Top of Text excerpt
My dad used to make me laugh when he’d try to look at the positives, and point out that “it’s nice that they’ve got so many individual and non-chain shops here”. I’m not sure the ‘Adult Warehouse Outlet’ or ‘The Pleasure Chest’ were really franchise material!

Perhaps it’s pretty apt that my apartment block featured on the start of the movie ‘Pretty Woman’ and is regularly zoomed in on for the crime show ‘Bosch’.

Hollywood on Bosch

There’s a reason Hollywood was often referred to as Hollyweird, I mean among other things I did witness two grown men dressed as Spiderman being arrested for having a turf war, like a couple of prostitutes.

But I grew to love the city and all it’s quirks.

My daughter has always been able to sleep through pretty much anything, and I believe thats thanks to the police helicopters and ambulances that used to fly over and race past every hour of the day.

Sounds horrific to many I’m sure. BUT I did feel strangely safe.

Now, when I moved to the countryside, I was still excited not have to worry about earthquakes, roaring traffic and the other obviously perils of city living.

But it turns out I can’t get away from it all and when it comes to driving here, I’d take a major 5 lane freeway any day!

I’m not good behind the wheel anyway and it’s been pointed out that the majority of the time I actually breath in when I pass a car and practically crap myself when I see a tractor headed my way.

small roads countryside
This photo did the road justice!

Case in point, I’ve just returned from a little holiday to Cornwall with my FLF (food loving friend), you may remember him from a former blog post.

I was in charge of driving and much to his dismay we had to abort a mission to get into a local village when the roads became so small I feared I’d meet my death wedged between, what was admittedly a beautiful Rhododendron and the way-too-late sign post that indicated ‘narrow road ahead’.
Bottom of Text excerpt
Required work:
(a) Return the part of the Hollywood blog excerpt starting with "I’m not good" and going on through "headed my way.".
(b) In the Hollywood blog excerpt, which crime show regularly zooms in on the writer's apartment block?
(c) Decide whether each statement agrees with the Hollywood blog excerpt. Answer yes or no for each, and quote the words from the excerpt that decide it.
(i) The writer's daughter can sleep through pretty much anything.
(ii) The writer's friend did the driving on the Cornwall holiday.
(iii) The writer would rather drive on small country roads than on a major freeway.
Top of Data
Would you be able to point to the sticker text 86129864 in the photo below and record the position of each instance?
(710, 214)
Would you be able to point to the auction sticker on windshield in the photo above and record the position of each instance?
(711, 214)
Bottom of Data
Exercise solutions:
(a)
I’m not good behind the wheel anyway and it’s been pointed out that the majority of the time I actually breath in when I pass a car and practically crap myself when I see a tractor headed my way.

(b) 'Bosch'

(c)
(i) Yes: "My daughter has always been able to sleep through pretty much anything"
(ii) No: "I was in charge of driving"
(iii) No: "I’d take a major 5 lane freeway any day!"